> _ФРАГМЕНТ ТЕКСТА_

....

По специальному распоряжению президента Эйзенхауэра я возвратился в Вашингтон за целый месяц до вступления в свои новые обязанности начальника штаба. То же самое сделал и адмирал Рэдфорд — новый председатель объединенного комитета начальников штабов, — и адмирал Кэрни — цовый начальник штаба военно-морских сил. Президент считал, что за это время мы вместе с будущим начальником штаба ВВС генералом Туайнингом должны тщательно изучить международное положение.

Каждый из нас выполнял до этого важные обязанности: я был верховным главнокомандующим на Дальнем Востоке и в Европе, адмирал Рэдфорд — главнокомандующим Тихоокеанским флотом, а адмирал Кэрни — главнокомандующим вооруженными силами НАТО в южной зоне Европы. По детально мы знали лишь те театры военных действий, на которых служили. Теперь же нам следовало совместно обсудить обстановку в самых широких масштабах и с самых больших высот. Теперь мы не должны были мыслить категориями Дальнего Востока или Европы и масштабами только своего вида вооруженных сил.

....

> _ИЗВЛЕЧЁННЫЕ СТРОКИ_

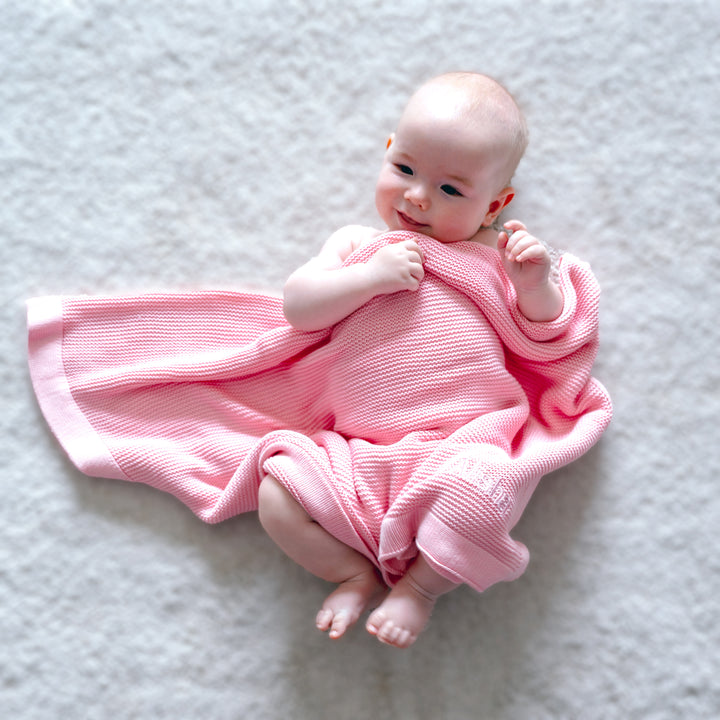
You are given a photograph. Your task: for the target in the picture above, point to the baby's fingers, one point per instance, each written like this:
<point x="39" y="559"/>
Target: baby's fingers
<point x="523" y="248"/>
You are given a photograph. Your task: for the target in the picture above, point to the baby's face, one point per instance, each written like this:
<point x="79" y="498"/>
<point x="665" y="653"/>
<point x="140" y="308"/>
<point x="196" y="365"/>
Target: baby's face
<point x="439" y="176"/>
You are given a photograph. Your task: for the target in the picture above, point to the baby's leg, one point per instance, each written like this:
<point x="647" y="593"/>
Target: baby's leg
<point x="406" y="610"/>
<point x="326" y="557"/>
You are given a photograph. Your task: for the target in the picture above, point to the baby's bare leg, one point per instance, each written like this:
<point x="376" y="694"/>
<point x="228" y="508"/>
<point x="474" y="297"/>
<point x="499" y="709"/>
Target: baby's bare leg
<point x="326" y="557"/>
<point x="406" y="610"/>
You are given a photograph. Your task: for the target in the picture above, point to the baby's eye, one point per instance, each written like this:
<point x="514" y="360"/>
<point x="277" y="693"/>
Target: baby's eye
<point x="450" y="190"/>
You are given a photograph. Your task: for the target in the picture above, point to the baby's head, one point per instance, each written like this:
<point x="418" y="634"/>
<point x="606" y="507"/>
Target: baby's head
<point x="448" y="166"/>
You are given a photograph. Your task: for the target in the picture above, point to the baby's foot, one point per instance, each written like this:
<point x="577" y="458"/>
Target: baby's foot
<point x="348" y="601"/>
<point x="403" y="614"/>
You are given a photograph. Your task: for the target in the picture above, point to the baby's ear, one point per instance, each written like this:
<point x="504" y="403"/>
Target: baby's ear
<point x="501" y="201"/>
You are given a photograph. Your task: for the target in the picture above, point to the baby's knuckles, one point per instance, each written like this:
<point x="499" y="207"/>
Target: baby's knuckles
<point x="391" y="269"/>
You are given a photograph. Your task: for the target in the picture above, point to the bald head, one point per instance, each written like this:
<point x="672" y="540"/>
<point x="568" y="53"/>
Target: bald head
<point x="480" y="102"/>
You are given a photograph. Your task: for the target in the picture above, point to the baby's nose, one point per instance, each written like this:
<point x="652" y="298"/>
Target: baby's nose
<point x="417" y="195"/>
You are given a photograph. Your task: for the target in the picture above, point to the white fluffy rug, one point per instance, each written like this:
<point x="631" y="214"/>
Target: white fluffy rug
<point x="152" y="145"/>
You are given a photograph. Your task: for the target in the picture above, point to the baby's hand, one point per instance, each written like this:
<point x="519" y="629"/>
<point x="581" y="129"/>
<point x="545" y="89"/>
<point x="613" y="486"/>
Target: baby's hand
<point x="396" y="267"/>
<point x="526" y="260"/>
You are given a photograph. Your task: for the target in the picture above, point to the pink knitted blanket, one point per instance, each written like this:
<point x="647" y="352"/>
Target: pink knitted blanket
<point x="423" y="420"/>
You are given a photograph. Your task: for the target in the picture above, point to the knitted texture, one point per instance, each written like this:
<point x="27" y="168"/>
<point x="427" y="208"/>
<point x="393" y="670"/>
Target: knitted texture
<point x="423" y="420"/>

....

> _ЗАДАЧИ_
a: Какую должность занимал адмирал Рэдфорд до назначения председателем объединенного комитета начальников штабов, согласно фрагменту текста?
b: Перепечатайте часть фрагмента текста, начав с того места, где стоят слова «По специальному распоряжению», и остановившись после слов «изучить международное положение.».

> _ОТВЕТЫ_
a: Он был главнокомандующим Тихоокеанским флотом.

b:
По специальному распоряжению президента Эйзенхауэра я возвратился в Вашингтон за целый месяц до вступления в свои новые обязанности начальника штаба. То же самое сделал и адмирал Рэдфорд — новый председатель объединенного комитета начальников штабов, — и адмирал Кэрни — цовый начальник штаба военно-морских сил. Президент считал, что за это время мы вместе с будущим начальником штаба ВВС генералом Туайнингом должны тщательно изучить международное положение.